* **PROBLEMAS E TAREFAS**:
1. Resuma em duas frases o texto sobre o debate do AO na Assembleia da República.
2. Prossiga o texto sobre o debate do AO na Assembleia da República a partir da sua última frase.

Um relvado à beira-mar mal plantado
Rendo homenagem a Michael Seufert, do CDS-PP, e posso imaginar o que terá sentido ao ver descambar o seu perseverante trabalho de bastidores no descalabro que se viu
Recapitulo o que fixei desse dia em que a Assembleia da República (AR) deu aos cidadãos mais um exemplo cabal de como é infrutífero pedir ("petição" vem de "pedir") o que deveria, em bom rigor, exigir-se... Respeito.
Com a imaginação sempre a postos – íntima "saída de emergência" –, foi já fazendo soar mentalmente um “Requiem pela democracia representativa” que entrei nas galerias para assistir ao debate sobre o AO e às votações dos três Projectos de Resolução suscitados pela petição que propunha a desvinculação de Portugal deste tratado. Com grande pesar, iria ver amplamente confirmados os fundamentos das reservas indignadas que exprimira, sem meias-palavras, na audição de peticionários. Mas como desejei não ter tido razão no "raspanete" antecipado...!
Recordei a última vez que lá estivera, presidia então Mota Amaral aos trabalhos, com a graça da pronúncia açoriana acrescentada ao charme dos estadistas em vias de extinção... Agora rente à parede do hemiciclo, em lugar de última fila, cabeça recostada atrás, olhar baço, iria ver-se um corropio à sua volta. Vários sacos de gatos em cada bancada. Declarações de voto, de sinal contrário ao voto expresso, anunciadas quais certificados de impotência resignada à subalternização do mandato popular e à paulatina castração da dignidade pessoal. Ordem assegurada pelos capatazes do coro laudatório que apenas visa "suportar" (em ambos os sentidos) o desgoverno em funções.

* **LINHAS DE DADOS**:
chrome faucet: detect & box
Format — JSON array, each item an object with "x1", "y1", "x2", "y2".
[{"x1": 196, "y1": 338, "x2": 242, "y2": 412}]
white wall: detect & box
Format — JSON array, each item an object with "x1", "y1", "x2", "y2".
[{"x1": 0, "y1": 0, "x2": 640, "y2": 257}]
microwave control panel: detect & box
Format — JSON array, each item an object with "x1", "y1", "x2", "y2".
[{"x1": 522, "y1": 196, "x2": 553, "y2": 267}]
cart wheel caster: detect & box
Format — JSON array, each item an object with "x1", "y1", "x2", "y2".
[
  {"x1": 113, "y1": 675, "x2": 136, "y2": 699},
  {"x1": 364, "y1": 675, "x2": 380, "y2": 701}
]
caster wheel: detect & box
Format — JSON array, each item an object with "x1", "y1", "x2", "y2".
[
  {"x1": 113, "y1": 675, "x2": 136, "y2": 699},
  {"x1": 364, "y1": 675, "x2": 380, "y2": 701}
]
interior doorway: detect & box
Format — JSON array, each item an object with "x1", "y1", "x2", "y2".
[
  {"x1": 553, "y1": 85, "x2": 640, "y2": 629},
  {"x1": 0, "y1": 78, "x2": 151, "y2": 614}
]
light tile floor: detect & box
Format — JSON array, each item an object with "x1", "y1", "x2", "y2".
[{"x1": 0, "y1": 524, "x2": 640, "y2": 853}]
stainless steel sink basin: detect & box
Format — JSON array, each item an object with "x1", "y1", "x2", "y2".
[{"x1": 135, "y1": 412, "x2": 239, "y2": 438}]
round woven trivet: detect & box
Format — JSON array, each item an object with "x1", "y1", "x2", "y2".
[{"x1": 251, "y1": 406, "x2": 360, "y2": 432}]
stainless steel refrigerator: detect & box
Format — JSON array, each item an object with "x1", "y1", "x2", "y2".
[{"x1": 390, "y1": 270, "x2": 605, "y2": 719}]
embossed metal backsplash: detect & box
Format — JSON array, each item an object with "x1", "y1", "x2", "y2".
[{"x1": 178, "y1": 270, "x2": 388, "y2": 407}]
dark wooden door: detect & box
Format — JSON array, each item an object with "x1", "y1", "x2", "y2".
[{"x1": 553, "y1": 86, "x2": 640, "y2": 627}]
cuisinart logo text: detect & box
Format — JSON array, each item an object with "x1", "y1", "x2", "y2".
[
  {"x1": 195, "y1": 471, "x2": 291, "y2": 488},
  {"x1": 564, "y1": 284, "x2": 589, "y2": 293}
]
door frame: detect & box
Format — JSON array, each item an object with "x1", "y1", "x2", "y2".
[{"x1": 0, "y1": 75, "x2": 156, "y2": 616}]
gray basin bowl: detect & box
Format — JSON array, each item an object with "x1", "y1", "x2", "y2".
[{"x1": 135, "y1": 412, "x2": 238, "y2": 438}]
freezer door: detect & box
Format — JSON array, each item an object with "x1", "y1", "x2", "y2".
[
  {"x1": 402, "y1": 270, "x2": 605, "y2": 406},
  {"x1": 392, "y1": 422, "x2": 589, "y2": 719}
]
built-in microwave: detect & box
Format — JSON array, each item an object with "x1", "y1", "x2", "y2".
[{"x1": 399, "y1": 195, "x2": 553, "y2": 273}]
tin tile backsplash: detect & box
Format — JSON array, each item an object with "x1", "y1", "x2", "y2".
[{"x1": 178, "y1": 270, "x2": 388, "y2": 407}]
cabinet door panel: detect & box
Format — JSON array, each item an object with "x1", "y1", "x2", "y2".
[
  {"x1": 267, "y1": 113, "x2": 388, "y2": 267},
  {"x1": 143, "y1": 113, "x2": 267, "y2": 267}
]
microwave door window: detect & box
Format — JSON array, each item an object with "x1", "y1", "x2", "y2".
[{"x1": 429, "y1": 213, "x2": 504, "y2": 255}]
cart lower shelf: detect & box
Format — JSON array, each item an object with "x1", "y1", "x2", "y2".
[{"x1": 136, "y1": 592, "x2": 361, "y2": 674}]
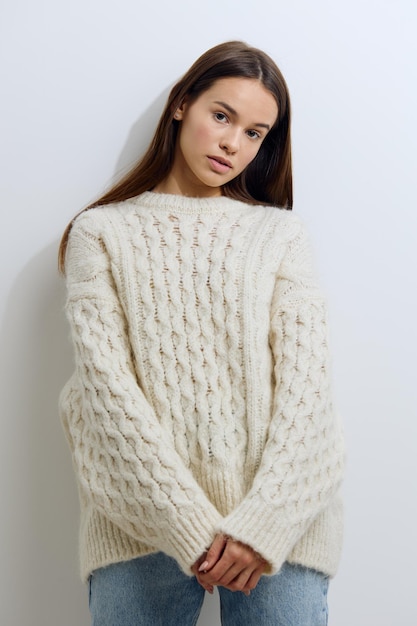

* **RESPOSTAS DADAS**:
1. O texto presta homenagem a Michael Seufert, do CDS-PP, e recorda o dia em que se assistiu, nas galerias da Assembleia da República, ao debate sobre o AO e às votações de três Projectos de Resolução suscitados por uma petição que propunha a desvinculação de Portugal desse tratado. Lamenta ver amplamente confirmadas as reservas exprimidas na audição de peticionários e descreve um hemiciclo em corropio, com sacos de gatos em cada bancada e declarações de voto de sinal contrário ao voto expresso.

2.
Por espécies em vias de extinção... Heloísa Apolónia não conseguiu perceber que nunca houve para o AO qualquer estudo de impacto ambiental, nem que a propaganda promotora da "heterografia" em tudo se equipara à apologia dos alimentos transgénicos, como sublinhei num artigo – "Novos modos de não ser" – que diligentemente, meses antes, lhe tinha feito chegar... Voltaria a recriar a "prima" de Raul Solnado: toda a evolução é positiva, a dinâmica não é estática, simplificar é democratizar, mas se há dúvidas há que duvidar, embora a dúvida não duvide da boa dinâmica simplificadora... Vá lá que foi do contra, porque é do contra, porque sim. Ou, neste caso, porque não.
Vi-me entrecortando as percepções tristes dessa manhã com uns devaneios. A minha Carta Aberta aos Deputados, expedida na antevéspera, submergira no pântano da conciência individual; as excepções confirmavam a regra. "Pim!"??? "Pim!"
O debate sobre o AO começou com Ribeiro e Castro a apresentar o Projecto de Resolução de que foi primeiro subscritor e do qual tinham sido enviadas, de véspera, à Presidente da AR, nada menos que três versões rectificativas. Ficou a proposta de Grupo de Trabalho a criar pelo Governo sem objectivo, sem prazo, sem motivos, ou seja, o "quase nada" transformado em "nada de nada". Visualizei uma corrida de lesmas num mapa, do Minho a Timor, sendo cada uma delas uma ideia inconsistente, infinitamente plástica, da massa amorfa dos nossos "representantes".
Só desta vez, Ribeiro e Castro absteve-se de dissertar sobre "quanza" ou "kwanza" ou "cuanza", contornou o arrazoado soporífero habitual. Foi sucinto, quase tanto como o projecto de resolução que viria a ser aprovado. Já que o "quase nada" se reduzira a "nada mesmo", "nada mesmo nada" havia a dizer. Até esta intervenção vestigial se arriscaria a pecar por excessiva...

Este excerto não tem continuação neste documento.